◆ **Text segment**

################

So what's next for Whole Foods, which recently unveiled plans​ to merge its global and regional merchandising teams and have dedicated operations teams in the regions focus on merchandising execution and in-store operations?

Some key weaknesses were certainly exposed ​[during the pandemic] and it's possible the brand looks to either double down on its unique selling points or move towards broader appeal with some significant shifts, as we return to more ‘normal’ shopping patterns,​” said Chernofsky.

“The indication is that, like Trader Joe's and Wegmans, while COVID may have limited visits in the short term, the brand is so strong that as soon as visitors are able to return en masse - they do.”

'There's a reason Whole Foods turned on cable ads again recently...'

However, one industry source told us that he was not confident that visitors would return en masse in the immediate future, given that many people are still working from home.

“Whole Foods is losing trips/revenue due to fewer commuter breakfasts and midday lunches at prepared foods. Look, there's a reason Whole Foods turned on cable ads again recently…”

Whole Foods: ‘We are seeing customers come back in store to shop’

A Whole Foods spokeswoman told FoodNavigator-USA that while the Placer.ai data might look negative, it partly reflected the fact that basket size is up at Whole Foods, with customers shopping less frequently but buying more, a pandemic-fueled behavior that she claimed has lingered at Whole Foods.

################

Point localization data
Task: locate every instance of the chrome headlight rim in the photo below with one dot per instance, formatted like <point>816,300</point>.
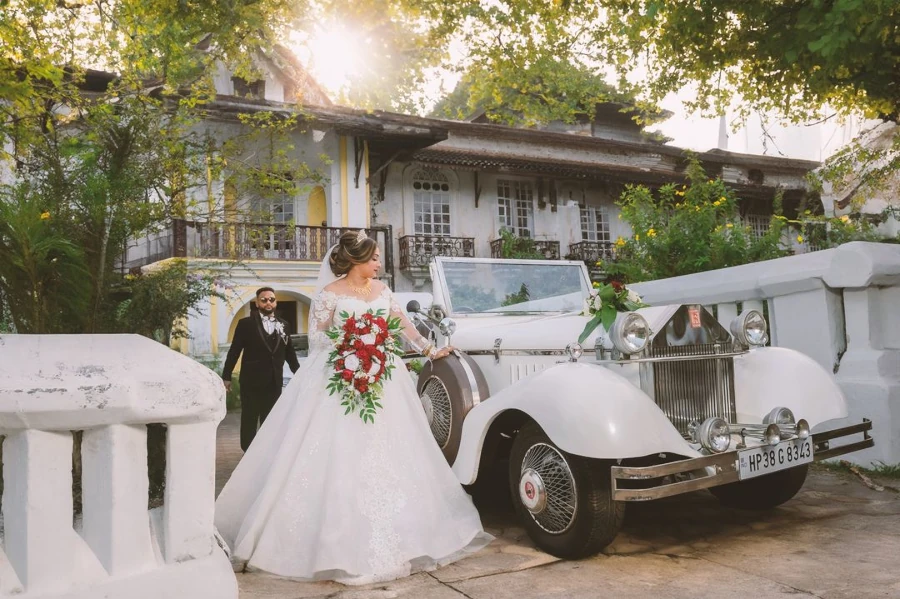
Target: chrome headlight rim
<point>742,325</point>
<point>780,415</point>
<point>617,333</point>
<point>447,327</point>
<point>714,435</point>
<point>574,350</point>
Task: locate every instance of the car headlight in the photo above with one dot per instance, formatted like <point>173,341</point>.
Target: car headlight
<point>574,351</point>
<point>779,416</point>
<point>630,333</point>
<point>447,326</point>
<point>773,434</point>
<point>714,435</point>
<point>749,329</point>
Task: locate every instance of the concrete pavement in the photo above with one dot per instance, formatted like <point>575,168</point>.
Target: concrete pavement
<point>837,539</point>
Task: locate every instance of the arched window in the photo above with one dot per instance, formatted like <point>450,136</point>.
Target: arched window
<point>431,203</point>
<point>595,223</point>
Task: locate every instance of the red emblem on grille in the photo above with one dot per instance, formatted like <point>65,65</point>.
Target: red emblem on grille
<point>695,317</point>
<point>529,490</point>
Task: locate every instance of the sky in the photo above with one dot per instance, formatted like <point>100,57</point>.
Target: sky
<point>332,59</point>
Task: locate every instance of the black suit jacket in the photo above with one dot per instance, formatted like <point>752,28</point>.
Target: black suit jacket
<point>264,355</point>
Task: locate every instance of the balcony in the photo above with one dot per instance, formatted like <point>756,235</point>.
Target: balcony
<point>548,249</point>
<point>416,251</point>
<point>592,251</point>
<point>241,241</point>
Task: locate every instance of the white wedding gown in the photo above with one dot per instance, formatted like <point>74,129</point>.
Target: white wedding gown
<point>323,495</point>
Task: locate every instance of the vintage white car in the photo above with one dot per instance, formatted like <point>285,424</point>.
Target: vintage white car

################

◆ **Work to complete**
1: In the Whole Foods excerpt, do statements (a), (b) and (c) agree with the text? Answer yes or no for each, quoting the deciding words. (a) Whole Foods plans to merge its global and regional merchandising teams. (b) The industry source was confident that visitors would return en masse in the immediate future. (c) The spokeswoman said customers are shopping at Whole Foods more often.
2: Continue the Whole Foods article from the point where it stops.

◆ **Answers**
1:
(a) Yes: "to merge its global and regional merchandising teams"
(b) No: "he was not confident that visitors would return en masse in the immediate future"
(c) No: "customers shopping less frequently but buying more"

2:
But she added: “As we return to normal, we are seeing customers come back in store to shop. By March 2021, customer shopping in our stores was in line with pre-pandemic levels. Customer shopping at Whole Foods Market is defined as at least one unique visit from the customer to our stores in the last month. Ultimately, our data and the Placer.ai data are looking at different metrics - foot traffic vs active customers shopping - and that is why you are seeing a difference.

"To shed further light on the subject, as we are looking at customer visits we are noticing trips remain consolidated and basket size is still up whereas pre-pandemic customers came in more frequently and their basket size would therefore be smaller on average."

Food-sampling-instore-demos-Gettyimages-Noel-Hendrickson
Whole Foods Market: "In July, all stores will resume food sampling and food demos where there are no mandates or restrictions in place..."Gettyimages/Noel-Hendrickson
Salad/prepared food bars re-opening

Meanwhile, she added, “Approximately half of our 525+ stores have reopened some variation of their prepared foods offerings ​[which have historically been a key traffic driver for Whole Foods].

“Many locations have reopened previously closed self-serve offerings, and indoor and outdoor café seating areas in compliance with local regulations. Where allowed, these areas have reopened with a combination of enhanced cleaning and sanitation measures, social distancing protocols and, in some cases, conversion from self-serve to a team member-assisted service model.”

Meanwhile, all stores will resume food sampling and food demos “where there are no mandates or restrictions in place,” ​said the firm, which was acquired by Amazon in 2017.

Amazon doesn't report Whole Foods' sales separately, but said sales at its 'physical stores' -  the vast majority of which are Whole Foods locations - declined 16%​ in Q1, 2021 vs Q1, 2020.

Placer.ai: Food shopper behavior overall is starting to return to pre-COVID patterns

In general, says Placer.ai, ​while the pandemic accelerated the adoption of food e-commerce, consumer behavior patterns and preferences in brick & mortar grocery stores are shifting back to pre-COVID patterns when it comes to visit frequency, duration, and timing.

During the pandemic, for example, there was a “strong shift towards weekday over weekend visits and growth in morning visits at the expense of late afternoon and evening visits," ​noted Placer.ai.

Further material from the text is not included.